I think much of the answer in picking a metal boat comes from picking the right designer. If I had to list designers of metal boats that I like, I think that Van de Stadt from Holland does a nice job. Some of their designs seem to be IOR based, and as such, do not appeal to me as much as Van de Stadt's more straightforward cruising designs. Their design 46A is very appealing to me. Van de Stadt has a very strong reputation for quality engineering and has designed some very fast boats in their day. I think they offer some of their designs on disk so that they can be computer cut saving a lot of time and perhaps money. From what I gather they are a class act.

Yves Tanton in Newport Rhode Island does some very nice work. I think he is a very creative designer with a very nice eye for visual proportions. He is a sometimes participant on this board and I have seen his catalog and it is really an impressive body of work.

Dudley Dix from South Africa is a very interesting designer to me. He is terribly creative and seems to understand what it takes to design a nice performing boat that is also a comfortable cruiser.

How could I forget Charlie Wittholz? I actually worked for Charlie Wittholz in the early 1980's. Charlie did some very nice, very interesting traditional designs in steel. Charlie was a neat guy. He actually worked for Alden and Rhodes before opening his own shop. I liked his work. His boats had a certain simplicity that was very elegant. He had a nice eye for proportion and a sweet line. Hard chine boats are actually very hard to design so that they look right. The chine forms a strong accent line that has to work with the desired hull shape, the physical properties of the plating and the other visual lines of the boat. Charlie was able to keep these sometimes-contradictory lines under control to produce attractive traditional craft. While I liked most of Charlie's work, one of my least favorite boats of his was a bilge keel cruising boat. (I drew many of the drawings for her) This was a purpose built boat for the European canals and as such was a good boat for its purpose but was not my kind of boat. Charlie and I would have lively lunch time discussions on our divergent points of view on modern lightweight boats. We both loved wood as a building material. I loved his stories of Alden and Rhodes. Rhodes was very much a patrician gentleman but Alden was a very colorful character.

# Questions
1. Rewrite the piece on metal boat designers from "Yves Tanton in" to "a comfortable cruiser.", changing "catalog" to "portfolio".
2. Carry the piece on metal boat designers further, starting right after its last sentence.

Stored items from a collection
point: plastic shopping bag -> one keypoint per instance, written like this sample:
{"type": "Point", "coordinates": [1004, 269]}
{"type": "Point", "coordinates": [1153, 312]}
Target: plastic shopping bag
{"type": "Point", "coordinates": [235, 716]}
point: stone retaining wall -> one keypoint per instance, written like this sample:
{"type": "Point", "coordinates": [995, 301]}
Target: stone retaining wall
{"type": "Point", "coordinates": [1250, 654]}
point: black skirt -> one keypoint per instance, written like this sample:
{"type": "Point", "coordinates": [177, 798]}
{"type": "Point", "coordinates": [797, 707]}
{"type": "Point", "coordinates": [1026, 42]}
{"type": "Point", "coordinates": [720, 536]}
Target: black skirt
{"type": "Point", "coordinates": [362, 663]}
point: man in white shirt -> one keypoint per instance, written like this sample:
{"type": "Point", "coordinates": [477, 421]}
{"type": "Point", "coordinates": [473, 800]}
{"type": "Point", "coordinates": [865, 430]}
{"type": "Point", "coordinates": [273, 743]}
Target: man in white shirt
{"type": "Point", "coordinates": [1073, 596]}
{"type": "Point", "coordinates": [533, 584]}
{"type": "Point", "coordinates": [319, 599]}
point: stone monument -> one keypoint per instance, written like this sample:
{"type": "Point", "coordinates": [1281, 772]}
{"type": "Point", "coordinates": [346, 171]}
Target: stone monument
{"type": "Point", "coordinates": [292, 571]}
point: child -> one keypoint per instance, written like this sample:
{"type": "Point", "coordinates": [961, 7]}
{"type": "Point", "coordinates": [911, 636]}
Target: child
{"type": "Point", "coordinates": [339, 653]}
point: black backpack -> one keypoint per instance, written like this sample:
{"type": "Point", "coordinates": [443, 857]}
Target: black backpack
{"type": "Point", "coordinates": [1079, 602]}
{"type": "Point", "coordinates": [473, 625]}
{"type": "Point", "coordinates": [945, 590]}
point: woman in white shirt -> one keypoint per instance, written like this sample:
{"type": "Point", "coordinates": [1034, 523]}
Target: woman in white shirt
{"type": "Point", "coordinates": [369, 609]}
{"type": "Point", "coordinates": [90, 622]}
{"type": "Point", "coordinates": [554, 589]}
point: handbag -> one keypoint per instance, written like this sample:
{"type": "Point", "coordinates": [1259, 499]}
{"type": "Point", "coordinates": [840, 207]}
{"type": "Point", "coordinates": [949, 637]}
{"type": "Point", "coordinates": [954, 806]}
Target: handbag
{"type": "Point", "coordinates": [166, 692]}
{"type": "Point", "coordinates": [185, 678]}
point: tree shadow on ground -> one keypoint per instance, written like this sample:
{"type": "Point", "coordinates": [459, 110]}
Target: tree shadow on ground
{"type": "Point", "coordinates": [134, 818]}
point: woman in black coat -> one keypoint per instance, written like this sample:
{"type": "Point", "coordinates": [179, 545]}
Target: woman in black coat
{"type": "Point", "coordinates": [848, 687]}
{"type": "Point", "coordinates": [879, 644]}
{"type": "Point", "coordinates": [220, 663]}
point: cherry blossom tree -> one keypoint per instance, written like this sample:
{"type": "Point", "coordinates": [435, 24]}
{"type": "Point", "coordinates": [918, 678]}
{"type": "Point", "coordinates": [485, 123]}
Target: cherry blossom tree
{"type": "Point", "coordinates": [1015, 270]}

# Task answers
1.
Yves Tanton in Newport Rhode Island does some very nice work. I think he is a very creative designer with a very nice eye for visual proportions. He is a sometimes participant on this board and I have seen his portfolio and it is really an impressive body of work.

Dudley Dix from South Africa is a very interesting designer to me. He is terribly creative and seems to understand what it takes to design a nice performing boat that is also a comfortable cruiser.

2.
Charlie made the final passage to Fiddler's Green a few years back. His family still sells his designs by mail order. I don't know if they have study plans but he used to have simple list of designs that listed the basics of each design. I believe that their phone number is 301 593 7711. Also WoodenBoat still markets some of his designs.

Bruce Roberts is popular but I am not a fan of his work. It is not so much that I do not like his work per se. I think that for the most part Roberts designs conservative simple boats, but to me they are dated. His Spray series have less than no appeal to me. Having read about the original Spray and the sailing ability of some of the so- called copies of her, I have come to believe that Josh Slocum made it around the world despite the short comings of Spray rather than because of her sterling virtues. Josh Slocum was the consummate seaman. Spray was a coastal oyster boat. Why anyone in this day and age would want to use her as a model for a whole line of boats is completely beyond me. But I emphasize this is only my opinion and Roberts has sold a bunch of these things so my opinion is not shared by everyone on this.

Roberts more modern designs were probably good designs in the 1970's but a lot has happened since then. To me his design ideas have not advanced as well. That said, Roberts has a boat he calls a 434 that someone built as a long range single-hander that looks like a nice boat but slightly dated to my eye. Still in all these are very heavy boats and I strongly believe that weight, in and of itself, has no inherent virtue and is a very serious liability.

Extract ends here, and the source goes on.